» **TO DO**
[a] In the breast cancer article, in which journal did Perrone and co-authors report their findings?
[b] Write out the passage of the breast cancer article starting at "Perrone and team" and ending at "strategy, for 3 years.".
[c] Decide whether each statement agrees with the breast cancer article. Answer yes or no, and quote the deciding words.
(i) Letrozole was given at 2.5 mg per day.
(ii) Women on the switch strategy took tamoxifen for 3 years.
(iii) The trial found a significant difference in disease-free survival among the three aromatase inhibitors.

Upfront aromatase inhibition as good as switch strategy in early breast cancer

medwireNews: The efficacy of aromatase inhibition is comparable regardless of whether the agents are taken upfront for 5 years or for 3 years following 2 years of tamoxifen in postmenopausal women with hormone receptor-positive, early-stage breast cancer, researchers report.

The phase III FATA-GIM3 trial also showed that there was no significant difference in disease-free survival between each of the three aromatase inhibitors tested, namely anastrozole, exemestane, and letrozole.

“Therefore, patient preference, tolerability, and financial constraints should be considered when choosing which schedule and which aromatase inhibitor to include in the therapeutic plan for adjuvant hormonal treatment of postmenopausal patients with early breast cancer,” Francesco Perrone (Fondazione Pascale IRCCS, Naples, Italy) and co-authors write in The Lancet Oncology.

Perrone and team randomly assigned half of the women in the trial (n=1847) to receive upfront treatment with oral anastrozole (1 mg/day), exemestane (25 mg/day), or letrozole (2.5 mg/day) for 5 years.

The other half (n=1850) were randomly assigned to follow a switch strategy in which they received oral tamoxifen (20 mg/day) for 2 years followed by one of the three aromatase inhibitors, at the same dosage as the upfront strategy, for 3 years.

All patients had invasive hormone receptor-positive breast cancer that had been completely removed by surgery.

» **PROVIDED DATA**
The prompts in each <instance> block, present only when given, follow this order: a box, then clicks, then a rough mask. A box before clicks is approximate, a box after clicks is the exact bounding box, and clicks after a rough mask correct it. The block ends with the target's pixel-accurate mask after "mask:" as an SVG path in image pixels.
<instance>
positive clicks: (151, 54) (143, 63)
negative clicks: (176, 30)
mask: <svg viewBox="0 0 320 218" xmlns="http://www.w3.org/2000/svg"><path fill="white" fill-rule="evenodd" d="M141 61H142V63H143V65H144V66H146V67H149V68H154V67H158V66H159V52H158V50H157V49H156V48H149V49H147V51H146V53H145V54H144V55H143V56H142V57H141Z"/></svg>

» **TASK-BY-TASK OUTPUTS**
[a] The Lancet Oncology.

[b]
Perrone and team randomly assigned half of the women in the trial (n=1847) to receive upfront treatment with oral anastrozole (1 mg/day), exemestane (25 mg/day), or letrozole (2.5 mg/day) for 5 years.

The other half (n=1850) were randomly assigned to follow a switch strategy in which they received oral tamoxifen (20 mg/day) for 2 years followed by one of the three aromatase inhibitors, at the same dosage as the upfront strategy, for 3 years.

[c]
(i) Yes: "letrozole (2.5 mg/day)"
(ii) No: "received oral tamoxifen (20 mg/day) for 2 years"
(iii) No: "there was no significant difference in disease-free survival between each of the three aromatase inhibitors tested"